Exercise ->
Exactly reproduce the lines from the one containing "Expected: one point per instance of the pale" through the last line of the data, both ends included, leaving out pictures.

Rows ->
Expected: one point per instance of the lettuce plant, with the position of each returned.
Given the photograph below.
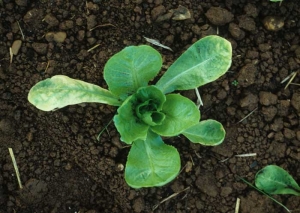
(147, 112)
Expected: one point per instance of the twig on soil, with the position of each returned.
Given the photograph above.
(47, 66)
(11, 54)
(21, 30)
(105, 128)
(246, 155)
(291, 77)
(248, 115)
(224, 160)
(157, 43)
(15, 166)
(97, 45)
(265, 194)
(170, 197)
(102, 25)
(237, 205)
(295, 84)
(199, 100)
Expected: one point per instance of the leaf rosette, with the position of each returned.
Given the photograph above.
(149, 109)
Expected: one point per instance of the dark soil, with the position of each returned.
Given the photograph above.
(65, 169)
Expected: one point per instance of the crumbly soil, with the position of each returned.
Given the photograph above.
(64, 168)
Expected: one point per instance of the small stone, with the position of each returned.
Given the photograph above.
(250, 101)
(57, 162)
(251, 54)
(247, 74)
(81, 35)
(267, 98)
(236, 32)
(66, 25)
(269, 112)
(273, 23)
(289, 134)
(225, 191)
(157, 11)
(16, 46)
(29, 136)
(58, 37)
(247, 23)
(264, 47)
(283, 107)
(40, 48)
(91, 22)
(51, 20)
(68, 166)
(138, 205)
(206, 182)
(219, 16)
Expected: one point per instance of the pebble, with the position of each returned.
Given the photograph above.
(206, 182)
(269, 112)
(267, 98)
(16, 46)
(247, 23)
(273, 23)
(66, 25)
(157, 11)
(249, 101)
(58, 37)
(51, 20)
(219, 16)
(236, 32)
(246, 76)
(40, 48)
(91, 21)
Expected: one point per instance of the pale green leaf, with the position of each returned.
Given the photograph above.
(151, 163)
(60, 91)
(131, 69)
(208, 133)
(275, 180)
(127, 124)
(180, 112)
(205, 61)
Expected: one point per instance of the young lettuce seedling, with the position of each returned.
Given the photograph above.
(147, 112)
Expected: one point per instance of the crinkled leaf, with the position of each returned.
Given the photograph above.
(151, 163)
(127, 124)
(181, 113)
(60, 91)
(275, 180)
(205, 61)
(131, 68)
(208, 133)
(149, 104)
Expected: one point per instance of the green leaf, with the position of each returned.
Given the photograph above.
(60, 91)
(131, 69)
(127, 124)
(205, 61)
(149, 104)
(208, 133)
(181, 113)
(151, 163)
(275, 180)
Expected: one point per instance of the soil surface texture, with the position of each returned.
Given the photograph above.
(62, 165)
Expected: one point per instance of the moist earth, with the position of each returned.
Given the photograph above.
(62, 165)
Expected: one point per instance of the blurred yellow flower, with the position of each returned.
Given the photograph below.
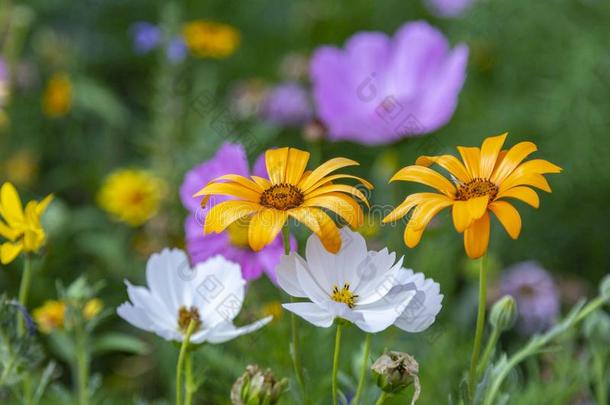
(21, 168)
(22, 228)
(52, 314)
(92, 308)
(209, 39)
(57, 97)
(132, 196)
(480, 183)
(273, 309)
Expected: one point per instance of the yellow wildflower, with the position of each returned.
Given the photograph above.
(209, 39)
(50, 315)
(22, 228)
(57, 97)
(132, 196)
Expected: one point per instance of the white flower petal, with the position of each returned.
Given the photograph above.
(380, 277)
(287, 277)
(227, 331)
(312, 313)
(166, 274)
(217, 290)
(425, 305)
(335, 269)
(152, 305)
(383, 313)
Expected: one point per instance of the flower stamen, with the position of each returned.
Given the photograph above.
(185, 316)
(344, 295)
(476, 187)
(282, 197)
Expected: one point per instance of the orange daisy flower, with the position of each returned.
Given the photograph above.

Solution to the exercise ->
Expected: one point per instance of the pale green leaf, with the position of each returned.
Given the photograph above.
(151, 163)
(60, 91)
(131, 69)
(208, 133)
(275, 180)
(127, 124)
(180, 112)
(205, 61)
Expected: one point per instance of the young lettuce seedling, with the position of each returned.
Given the photograph above.
(147, 112)
Expected: one point per instance of the crinkled leaf, with the position of each returned.
Given the photograph above.
(151, 163)
(127, 124)
(181, 113)
(60, 91)
(275, 180)
(205, 61)
(131, 68)
(208, 133)
(149, 104)
Expected: one point per instance of the green leaf, with the position of each returned.
Given the photograph above.
(60, 91)
(131, 69)
(127, 124)
(205, 61)
(149, 104)
(208, 133)
(181, 113)
(151, 163)
(275, 180)
Expected: one point per instance of the soil surface texture, with the position of each returned.
Given the photograph above.
(62, 165)
Expected: one point per instance of the moist earth, with the position of each returned.
Given the photograph above.
(62, 165)
Expected: one point per instance of the blurred yellow flower, with the position of each returned.
Given the photograph below.
(21, 168)
(22, 228)
(52, 314)
(92, 308)
(209, 39)
(57, 97)
(132, 196)
(480, 183)
(273, 309)
Expected: one point per instance of the yellow wildflower, with the position of each returned.
Given the photograph above.
(209, 39)
(50, 315)
(22, 228)
(57, 97)
(132, 196)
Expected: one point per instance of the white flower petal, with the position of each returned.
Given the photograph above.
(380, 277)
(287, 277)
(227, 331)
(312, 313)
(166, 274)
(217, 290)
(425, 305)
(335, 269)
(152, 305)
(383, 313)
Expected: one point per instance of the flower stamen, with the position of each returned.
Given the photograph above.
(185, 316)
(344, 295)
(476, 187)
(282, 197)
Expected: one point per instance of the orange daisy flower, with the position of each returned.
Given the photograph above.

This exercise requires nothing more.